— Exercise requirements —
Please reproduce the rows from the very first line through the line containing "242, 397, 700, 464", inclusive, requests included, with every bounding-box coordinate in the answers shifted up by 8. Omit the pictures.

— Task input —
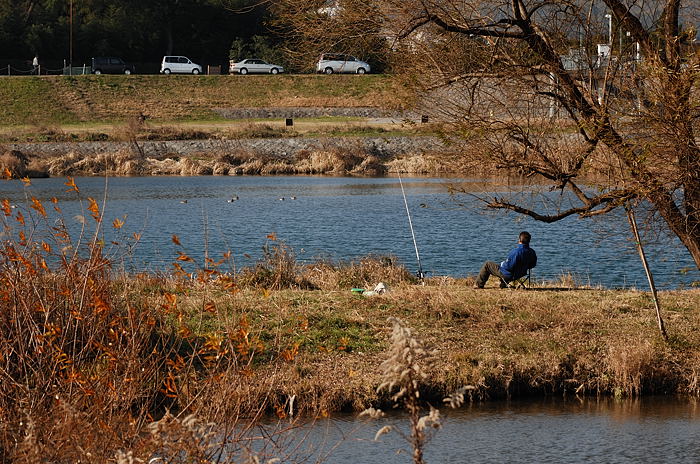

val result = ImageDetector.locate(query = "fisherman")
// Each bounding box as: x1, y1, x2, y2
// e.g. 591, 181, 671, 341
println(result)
474, 231, 537, 288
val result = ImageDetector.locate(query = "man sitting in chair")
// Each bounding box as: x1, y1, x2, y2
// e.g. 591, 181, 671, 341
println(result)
474, 232, 537, 288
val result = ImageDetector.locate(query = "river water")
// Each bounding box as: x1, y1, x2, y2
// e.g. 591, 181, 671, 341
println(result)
0, 176, 700, 288
242, 397, 700, 464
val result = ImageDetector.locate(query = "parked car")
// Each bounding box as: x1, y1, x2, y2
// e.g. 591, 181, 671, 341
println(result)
228, 59, 284, 74
90, 56, 136, 74
316, 53, 370, 74
160, 56, 202, 74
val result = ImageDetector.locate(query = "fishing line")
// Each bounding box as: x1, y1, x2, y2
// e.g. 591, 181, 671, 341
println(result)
399, 173, 424, 280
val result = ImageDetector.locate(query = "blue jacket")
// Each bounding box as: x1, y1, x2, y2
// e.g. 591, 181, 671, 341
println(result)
501, 243, 537, 280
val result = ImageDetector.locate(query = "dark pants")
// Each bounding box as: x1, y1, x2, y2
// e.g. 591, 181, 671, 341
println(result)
476, 261, 506, 288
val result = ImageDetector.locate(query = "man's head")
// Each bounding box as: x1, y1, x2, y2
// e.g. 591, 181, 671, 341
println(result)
518, 231, 530, 245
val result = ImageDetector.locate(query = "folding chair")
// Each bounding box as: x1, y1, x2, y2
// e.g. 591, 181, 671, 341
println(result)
501, 269, 531, 290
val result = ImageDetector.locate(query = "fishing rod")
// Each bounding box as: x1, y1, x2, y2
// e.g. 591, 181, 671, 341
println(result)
399, 172, 425, 280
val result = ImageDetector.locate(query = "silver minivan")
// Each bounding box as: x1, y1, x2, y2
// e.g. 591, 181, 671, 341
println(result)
316, 53, 370, 74
160, 56, 202, 74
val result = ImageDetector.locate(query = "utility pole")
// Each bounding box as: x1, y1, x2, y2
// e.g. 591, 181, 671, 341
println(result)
68, 0, 73, 74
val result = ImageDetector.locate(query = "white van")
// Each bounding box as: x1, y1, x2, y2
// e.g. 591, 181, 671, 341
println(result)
316, 53, 370, 74
160, 56, 202, 74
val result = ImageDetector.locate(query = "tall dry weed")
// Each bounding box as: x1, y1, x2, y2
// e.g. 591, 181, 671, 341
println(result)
0, 178, 308, 463
606, 340, 655, 397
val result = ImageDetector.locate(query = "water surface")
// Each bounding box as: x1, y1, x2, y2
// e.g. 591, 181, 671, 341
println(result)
0, 176, 699, 288
264, 397, 700, 464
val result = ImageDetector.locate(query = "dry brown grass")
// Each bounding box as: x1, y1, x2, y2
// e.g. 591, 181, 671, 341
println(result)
0, 182, 700, 462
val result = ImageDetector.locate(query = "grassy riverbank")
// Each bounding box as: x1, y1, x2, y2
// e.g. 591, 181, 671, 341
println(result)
0, 75, 405, 128
0, 198, 700, 462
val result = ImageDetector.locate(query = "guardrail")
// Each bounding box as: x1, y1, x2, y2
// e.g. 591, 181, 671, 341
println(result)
0, 64, 90, 76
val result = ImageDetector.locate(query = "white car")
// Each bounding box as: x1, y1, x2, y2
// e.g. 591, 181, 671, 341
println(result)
316, 53, 370, 74
228, 59, 284, 74
160, 56, 202, 74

— Solution below —
val result = ImageDetector.locate(query = "fisherman")
// Each bounding box as: x1, y1, x2, y2
// e.g. 591, 181, 671, 341
println(result)
482, 239, 545, 296
val result = ImageDetector.locate(query = "man sitting in chair")
// Each bounding box as: x1, y1, x2, y2
// e.g. 591, 181, 671, 341
println(result)
482, 240, 545, 296
val result = ImageDetector.locate(query = "river water")
// Each bounding box as: x1, y1, x2, y2
// e.g. 591, 181, 671, 341
println(result)
8, 184, 708, 296
250, 405, 708, 472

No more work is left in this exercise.